Bolenge is a village located in the Democratic Republic of the Congo. It is located exactly where the geographic equator intersects the Congo River, formerly the Zaire River.

Henry Morton Stanley reputedly stopped at Bolenge during his epic voyage across central Africa during the 19th century. In (the late 1890s) 1884 a mission station was established at nearby Wangata by the British Livingstone Inland Mission then moved to Bolenge in 1891 by the American Baptist Missionary Union Baptists. In the 1890s the local missionaries Murphy, Sjoblom and Banks were pioneers in bringing world attention to atrocities by Belgian King Leopold's Congo Free State. (Reference "Mission and State in the Congo" by David Lagergren 1970.) This mission was acquired in 1899 by the American protestant church called the Christian Church (Disciples of Christ). Eventually a network of mission stations were established throughout the Equateur province of what was at the time known as the Belgian Congo. Each mission station had a hospital and various schools and other social and economic programs.

In 1960 Congo became independent and responsibility for operation of the missions was handed over to local church authorities. Throughout the 1960s until the late 1990s Zaire (as it was then known) underwent a long period of dissolution of much of its infrastructure. Schools, roads, hospitals and commerce in general were severely degraded. In the 1990s Zaire underwent a period of dissolution of the existing dictatorship under Mobutu Sese Seko and endured a period of quasi anarchy and several multinational and civil wars. In 1997 there was a massacre of Hutu refugees perpetrated by military forces at a fishing/trading village near Bolenge. Several hundred individuals were reportedly killed with survivors of the initial attack hunted down and killed in and around Bolenge and the nearby city of Mbandaka.

▸ **Activity list**:
1. Can you extract the Bolenge passage from "In 1960 Congo" up to and including "city of Mbandaka.", word for word?
2. Will you extend the Bolenge passage, picking up right after its final sentence?

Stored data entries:
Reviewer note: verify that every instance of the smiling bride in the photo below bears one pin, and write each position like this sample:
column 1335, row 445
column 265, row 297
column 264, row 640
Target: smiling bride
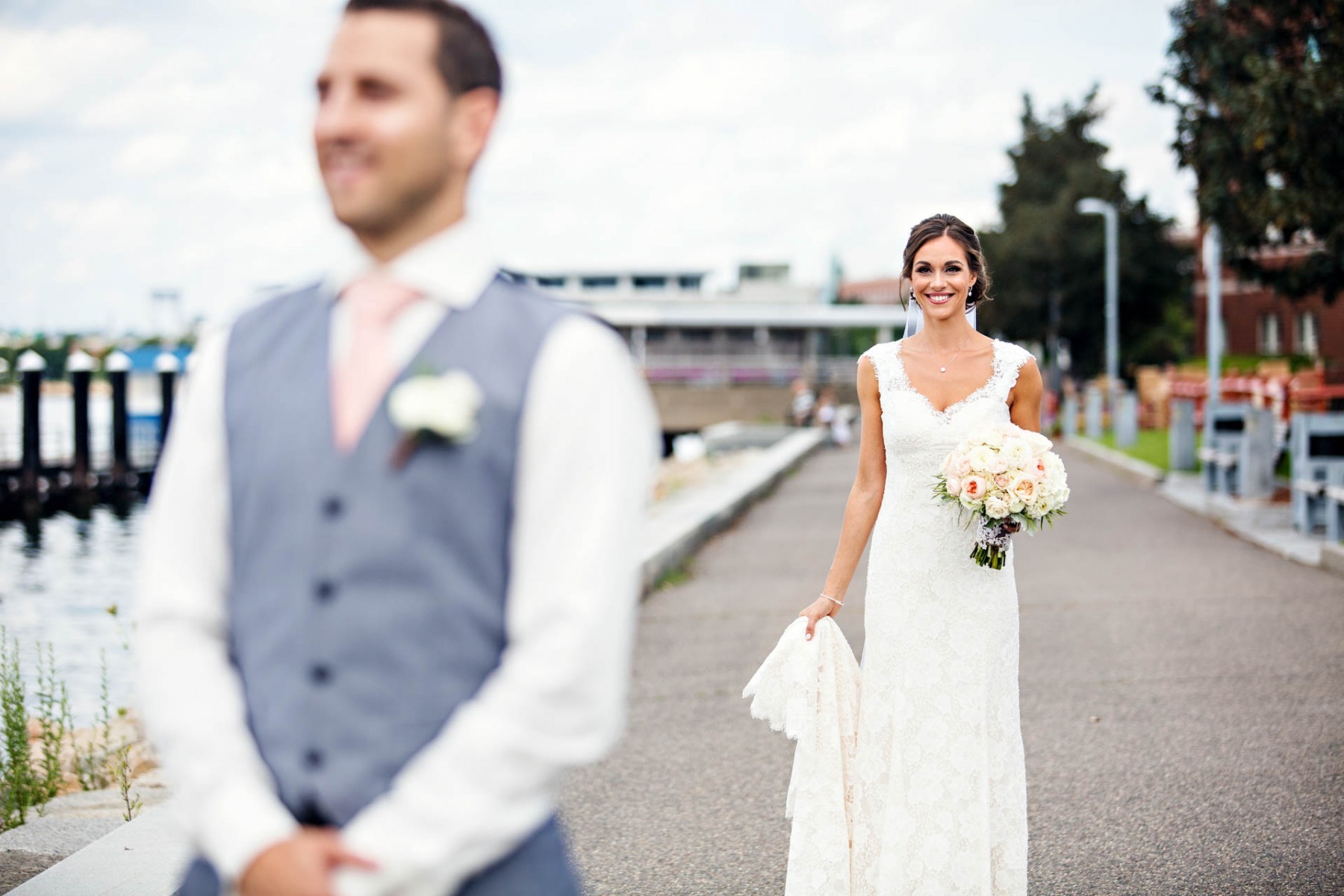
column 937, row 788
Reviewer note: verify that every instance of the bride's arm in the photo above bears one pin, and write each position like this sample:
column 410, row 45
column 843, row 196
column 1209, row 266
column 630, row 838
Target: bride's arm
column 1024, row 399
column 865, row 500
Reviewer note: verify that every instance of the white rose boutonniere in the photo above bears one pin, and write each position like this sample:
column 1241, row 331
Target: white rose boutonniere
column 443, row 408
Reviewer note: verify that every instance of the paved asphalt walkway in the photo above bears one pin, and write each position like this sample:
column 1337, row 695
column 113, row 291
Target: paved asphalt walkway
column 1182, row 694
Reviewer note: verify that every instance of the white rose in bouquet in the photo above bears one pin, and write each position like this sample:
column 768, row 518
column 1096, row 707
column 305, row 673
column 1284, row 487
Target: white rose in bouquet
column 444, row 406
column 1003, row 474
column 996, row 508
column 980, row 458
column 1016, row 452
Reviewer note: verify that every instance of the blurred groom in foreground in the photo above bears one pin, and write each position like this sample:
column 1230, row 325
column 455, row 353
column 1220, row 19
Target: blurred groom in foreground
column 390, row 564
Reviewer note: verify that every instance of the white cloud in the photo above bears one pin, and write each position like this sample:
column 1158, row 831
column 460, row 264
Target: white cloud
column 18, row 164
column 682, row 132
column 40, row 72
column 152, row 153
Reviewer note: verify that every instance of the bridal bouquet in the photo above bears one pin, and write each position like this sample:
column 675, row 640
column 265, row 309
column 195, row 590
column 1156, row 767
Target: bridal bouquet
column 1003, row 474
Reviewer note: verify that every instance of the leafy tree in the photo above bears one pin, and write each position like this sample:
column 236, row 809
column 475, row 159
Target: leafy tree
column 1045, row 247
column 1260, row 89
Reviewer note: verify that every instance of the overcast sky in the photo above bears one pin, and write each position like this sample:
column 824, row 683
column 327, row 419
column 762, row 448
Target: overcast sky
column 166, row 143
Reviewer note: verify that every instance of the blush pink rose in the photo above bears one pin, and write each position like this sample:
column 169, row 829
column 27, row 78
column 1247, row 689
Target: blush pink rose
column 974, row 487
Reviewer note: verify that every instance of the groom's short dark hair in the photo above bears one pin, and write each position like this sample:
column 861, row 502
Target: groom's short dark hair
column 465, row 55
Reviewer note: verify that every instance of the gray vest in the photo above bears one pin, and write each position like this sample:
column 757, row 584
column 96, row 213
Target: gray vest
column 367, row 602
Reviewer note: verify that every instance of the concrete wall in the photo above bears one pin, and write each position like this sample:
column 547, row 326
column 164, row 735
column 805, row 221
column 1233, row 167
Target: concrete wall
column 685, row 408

▸ **Responses to the tasks**:
1.
In 1960 Congo became independent and responsibility for operation of the missions was handed over to local church authorities. Throughout the 1960s until the late 1990s Zaire (as it was then known) underwent a long period of dissolution of much of its infrastructure. Schools, roads, hospitals and commerce in general were severely degraded. In the 1990s Zaire underwent a period of dissolution of the existing dictatorship under Mobutu Sese Seko and endured a period of quasi anarchy and several multinational and civil wars. In 1997 there was a massacre of Hutu refugees perpetrated by military forces at a fishing/trading village near Bolenge. Several hundred individuals were reportedly killed with survivors of the initial attack hunted down and killed in and around Bolenge and the nearby city of Mbandaka.

2.
In 1992 Bolenge was attacked by elements of the Zairian army. The hospital and schools and private homes were all pillaged, resulting in the evacuation of the several foreign missionary families who were living at Bolenge. In July 2005, Bolenge was again attacked by other military personnel in revenge for the murder of a soldier at the nearby military camp. The hospital was again sacked with the loss of most equipment and medicines.

Nearby Bolenge (about five kilometers south) is the Catholic Mission of Iyonda. This mission was the site of a large leprosarium and is reportedly where the British author Graham Greene spent time in gathering material for his novel A Burnt-Out Case, which is set at Iyonda in the 1950s.